• Record excerpts:
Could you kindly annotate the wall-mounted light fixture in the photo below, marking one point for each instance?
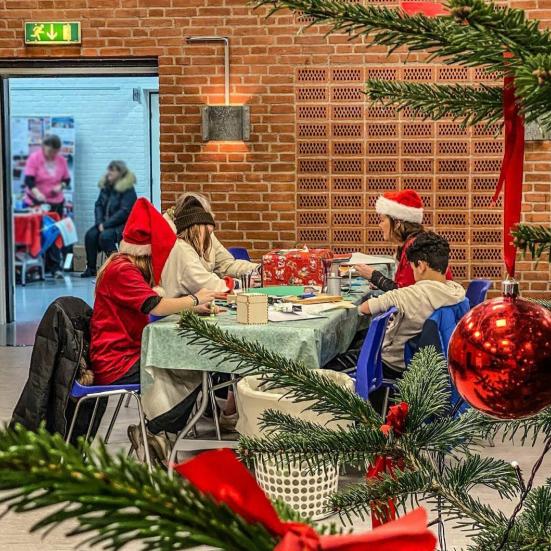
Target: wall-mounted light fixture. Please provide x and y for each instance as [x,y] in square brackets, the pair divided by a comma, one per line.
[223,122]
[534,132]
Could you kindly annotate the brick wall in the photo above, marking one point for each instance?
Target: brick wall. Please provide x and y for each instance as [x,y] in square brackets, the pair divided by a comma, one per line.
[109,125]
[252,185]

==

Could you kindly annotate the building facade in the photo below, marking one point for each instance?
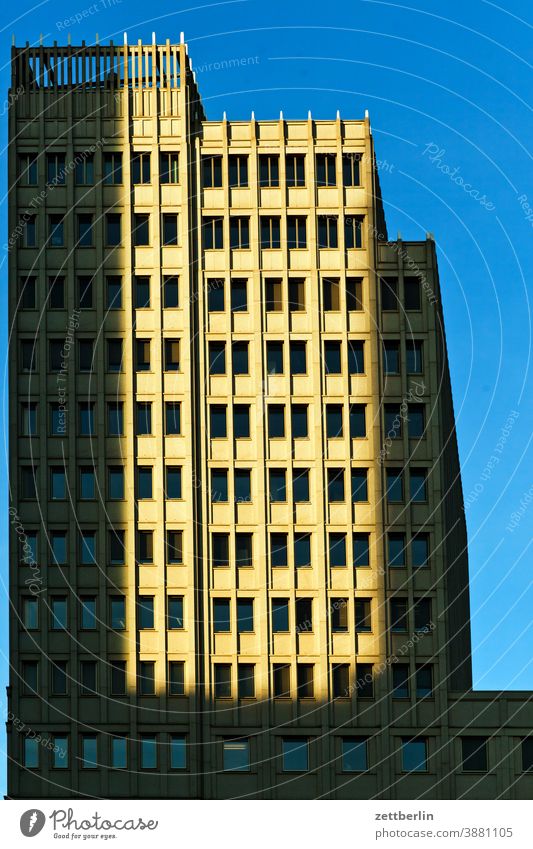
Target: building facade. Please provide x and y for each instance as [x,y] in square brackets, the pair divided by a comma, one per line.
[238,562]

* * *

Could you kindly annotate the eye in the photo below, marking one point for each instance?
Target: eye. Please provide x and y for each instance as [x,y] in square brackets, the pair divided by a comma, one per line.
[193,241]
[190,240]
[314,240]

• Problem details: All lines above between those holding "Target: wall-mounted light" and "Could you kindly annotate the brick", inclusive, must be set down unchanged, and no other line may be included.

• Reply to the exercise:
Target: wall-mounted light fixture. Please provide x and y for each instance as [x,y] in square brackets, the pair divided by a comma, one per line.
[223,122]
[534,132]
Could you kindly annotate the brick wall in the photo above, marking one point for each instance?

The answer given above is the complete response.